- [Parts of the exercise]
- A) From the honey pump tubing thread, copy word for word everything from "## My-smokepole (Apr" down to "the learning process.".
- B) Using the honey pump tubing thread, mark each statement yes or no and quote the words that decide it. (i) One poster orders hose parts from McMaster Carr. (ii) Oldtimer says non-reinforced clear tubing works fine. (iii) dtp advises keeping the pump below drum height.
- C) Carry on the honey pump tubing thread with new writing that follows its final post.

- [Text]
- Opening Delimiter -
# Using clear tubing with honey pump



## RAK (May 2, 2010)

Get yourself some reinforced clear tube. It wont collapse and better flow.


----------



## HarryVanderpool (Apr 11, 2005)

Ask for "wire-wound, suction hose".


----------



## Oldtimer (Jul 4, 2010)

Yes, non reinforced clear tubing will not cut the mustard. Nice as it looks and all.


----------



## My-smokepole (Apr 14, 2008)

I order all my hose parts from McMaster Carr. Using quick connectors all the way. Love it so far. But haven't broke it down yet for the end of the season clean up. So am still in the learning process.


----------



## Ian (Jan 16, 2003)

Use suction hose both ends


----------



## loggermike (Jul 23, 2000)

This works well for pumps -either side.https://www.usplastic.com/catalog/item.aspx?itemid=23579&catid=571


----------



## dtp (Jun 4, 2013)

Use pvc for the intake. Keep the pump at drum height and use a fernco fitting to easily remove the pipe. I have used this method for years to pump honey from barrels.
- Closing Delimiter -
- [Data]
- Opening Delimiter -
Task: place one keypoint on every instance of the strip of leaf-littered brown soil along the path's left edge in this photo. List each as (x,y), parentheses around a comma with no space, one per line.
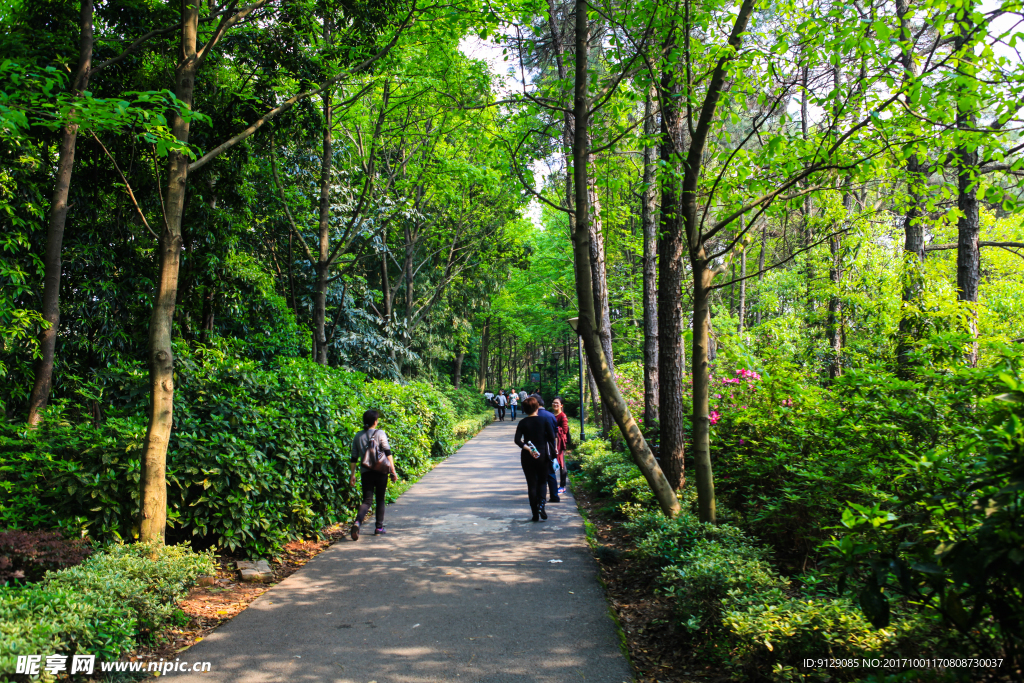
(206,608)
- Closing Delimiter -
- [Set of answers]
- A)
## My-smokepole (Apr 14, 2008)

I order all my hose parts from McMaster Carr. Using quick connectors all the way. Love it so far. But haven't broke it down yet for the end of the season clean up. So am still in the learning process.

- B)
(i) Yes: "I order all my hose parts from McMaster Carr."
(ii) No: "non reinforced clear tubing will not cut the mustard."
(iii) No: "Keep the pump at drum height"

- C)
----------



## johng (Nov 24, 2009)

Or save up your money and buy a pump like the Maxant vertical honey pump that is designed to pump cold honey out of barrels. It will make your life a lot easier. It is a big enough pain to pump out barrels as it is. I can't imagine having to heat the barrel first before you even get started. I've been using the vertical honey pump for 4 or 5 years now and can't imagine being without it. If you are pumping out many barrels a year it will make your life a lot easier. 

But, in the mean time a reinforced suction hose should solve your problem.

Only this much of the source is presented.